(Rows of bounding box annotation data)
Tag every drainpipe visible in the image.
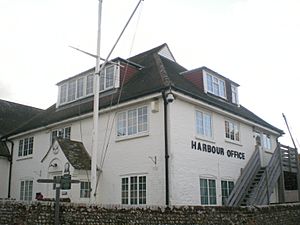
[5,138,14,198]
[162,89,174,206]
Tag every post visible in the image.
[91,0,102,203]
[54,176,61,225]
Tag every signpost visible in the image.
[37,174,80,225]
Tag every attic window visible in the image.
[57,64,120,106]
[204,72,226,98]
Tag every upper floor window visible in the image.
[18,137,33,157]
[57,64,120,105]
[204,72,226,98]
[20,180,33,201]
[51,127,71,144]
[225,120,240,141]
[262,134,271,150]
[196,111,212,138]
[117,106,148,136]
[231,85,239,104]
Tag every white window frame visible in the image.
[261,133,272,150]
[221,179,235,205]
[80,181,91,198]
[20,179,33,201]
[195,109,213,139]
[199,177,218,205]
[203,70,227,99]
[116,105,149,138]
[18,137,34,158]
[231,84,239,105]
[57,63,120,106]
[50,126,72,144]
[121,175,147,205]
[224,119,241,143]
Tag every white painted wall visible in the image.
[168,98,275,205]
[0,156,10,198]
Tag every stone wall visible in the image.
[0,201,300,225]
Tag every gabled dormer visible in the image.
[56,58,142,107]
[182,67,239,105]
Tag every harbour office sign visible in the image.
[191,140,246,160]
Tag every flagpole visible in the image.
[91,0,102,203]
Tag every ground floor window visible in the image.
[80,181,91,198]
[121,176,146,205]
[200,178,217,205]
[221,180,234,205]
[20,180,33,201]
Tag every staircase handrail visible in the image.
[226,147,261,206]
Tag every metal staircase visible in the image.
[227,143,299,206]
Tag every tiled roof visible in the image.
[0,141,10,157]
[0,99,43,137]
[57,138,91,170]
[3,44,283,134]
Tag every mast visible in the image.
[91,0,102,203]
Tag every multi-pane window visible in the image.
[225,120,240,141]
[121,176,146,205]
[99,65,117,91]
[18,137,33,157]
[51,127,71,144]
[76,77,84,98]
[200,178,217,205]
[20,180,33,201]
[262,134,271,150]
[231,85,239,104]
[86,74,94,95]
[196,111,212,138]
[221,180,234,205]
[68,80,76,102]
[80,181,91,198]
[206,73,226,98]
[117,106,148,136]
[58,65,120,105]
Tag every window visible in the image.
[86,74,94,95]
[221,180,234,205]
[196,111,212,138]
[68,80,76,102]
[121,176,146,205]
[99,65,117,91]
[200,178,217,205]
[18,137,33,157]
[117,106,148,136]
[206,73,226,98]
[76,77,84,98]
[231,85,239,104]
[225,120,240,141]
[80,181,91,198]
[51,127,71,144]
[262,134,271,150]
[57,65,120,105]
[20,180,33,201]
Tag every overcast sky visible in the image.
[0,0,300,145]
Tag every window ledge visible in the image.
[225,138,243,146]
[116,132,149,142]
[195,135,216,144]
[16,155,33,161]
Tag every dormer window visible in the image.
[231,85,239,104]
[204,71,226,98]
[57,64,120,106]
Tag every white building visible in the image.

* [INSTRUCTIONS TO FOLLOW]:
Copy out, without changing anything, the entries from the line containing "Tag every metal" through the line containing "[58,65,120,105]", including both of those lines.

* [TASK SOLUTION]:
Tag every metal staircase visible in the image.
[227,143,299,206]
Tag every tiled roof visible in the image.
[0,141,10,157]
[0,99,43,137]
[57,138,91,170]
[3,44,283,134]
Tag every mast visible in the image.
[91,0,102,203]
Tag every multi-pane window visible in the image.
[225,120,240,141]
[121,176,146,205]
[99,65,117,91]
[18,137,33,157]
[51,127,71,144]
[76,77,84,98]
[200,178,217,205]
[20,180,33,201]
[262,134,271,150]
[231,85,239,104]
[86,74,94,95]
[196,111,212,138]
[221,180,234,205]
[68,80,76,102]
[80,181,91,198]
[206,73,226,98]
[117,106,148,136]
[58,65,120,105]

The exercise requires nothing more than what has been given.